** START SELECTED PASSAGE **
Publicis actually put out an ad before Cannes listing all the false promises being made about AI when it comes to advertising, so I asked Amy about that, and what AI might actually be good for, beyond just generating slop and slop headlines. After all, Meta and the rest of the big platforms were all at Cannes talking about generating more and more ads with AI — something that threatens almost every other company in the industry.
Of course, we also talked about the creator economy and how all the creators at Cannes were openly calling themselves marketers — essentially turning themselves into small ad agencies of their own. On top of that, the biggest creators in the world almost all launch their own products — something Amy and Digitas see as an opportunity, as those companies will need operational scale and excellence if they’re going to be successful over time.
There’s a lot in this one — like I said, Amy is as sharp as they come, and I really enjoy talking to her about how the money really works.
Okay: Amy Lanzi, CEO of Digitas North America, live at Cannes. Here we go.
This interview has been lightly edited for length and clarity.
Hello everybody. I’m Nilay Patel. I’m the editor in chief of The Verge and the host of Decoder.
Hi. Amy Lanzi, CEO of Digitas, part of Publicis Groupe.
I’m very excited to be here with Amy. Amy, we have to stop meeting like this. We only talk during Decoder podcasts.
I know. We do. We have to do this more. We both live in New York. We should get together more IRL.
Yeah. We only travel long ways to talk to each other in front of live audiences, which is wonderful. Thank you all for being here. Thanks to Uber for having us. I have a lot to talk to you about. It seems like every year we hang out and the entire advertising industry is in a new form of chaos. And that chaos doesn’t really get resolved. We just move on to the next form of chaos. This year, it’s AI.
Yes.
** END SELECTED PASSAGE **
** START INFORMATION SUPPLIED **
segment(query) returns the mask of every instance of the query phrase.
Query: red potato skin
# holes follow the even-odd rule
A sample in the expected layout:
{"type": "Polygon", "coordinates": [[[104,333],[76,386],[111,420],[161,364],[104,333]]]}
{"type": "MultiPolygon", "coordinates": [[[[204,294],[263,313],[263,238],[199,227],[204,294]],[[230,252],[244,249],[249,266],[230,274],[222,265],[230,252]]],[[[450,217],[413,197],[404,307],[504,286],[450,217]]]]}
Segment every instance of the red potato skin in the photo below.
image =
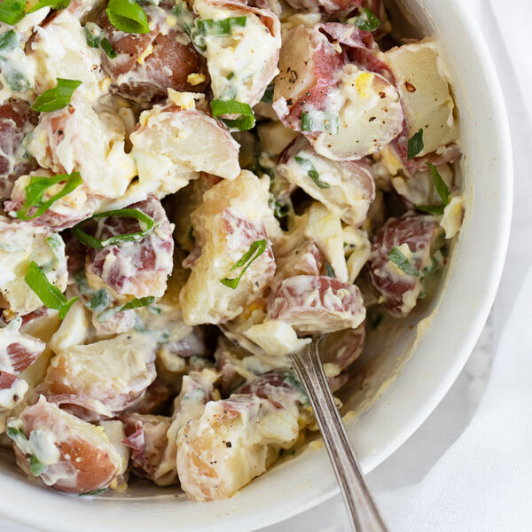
** END INFORMATION SUPPLIED **
• _WHAT TO WORK ON_:
**1.** Answer these about the Cannes interview passage:
(a) What did the Publicis ad put out before Cannes list?
(b) Which company does Amy Lanzi say Digitas is part of?
(c) Which city do both speakers say they live in?
**2.** Echo the Cannes interview passage word for word, beginning at the words "Hello everybody. I’m" and stopping after "year, it’s AI.".

• _THE RESULTS_:
**1.**
(a) All the false promises being made about AI when it comes to advertising.
(b) Publicis Groupe.
(c) New York.

**2.**
Hello everybody. I’m Nilay Patel. I’m the editor in chief of The Verge and the host of Decoder.
Hi. Amy Lanzi, CEO of Digitas, part of Publicis Groupe.
I’m very excited to be here with Amy. Amy, we have to stop meeting like this. We only talk during Decoder podcasts.
I know. We do. We have to do this more. We both live in New York. We should get together more IRL.
Yeah. We only travel long ways to talk to each other in front of live audiences, which is wonderful. Thank you all for being here. Thanks to Uber for having us. I have a lot to talk to you about. It seems like every year we hang out and the entire advertising industry is in a new form of chaos. And that chaos doesn’t really get resolved. We just move on to the next form of chaos. This year, it’s AI.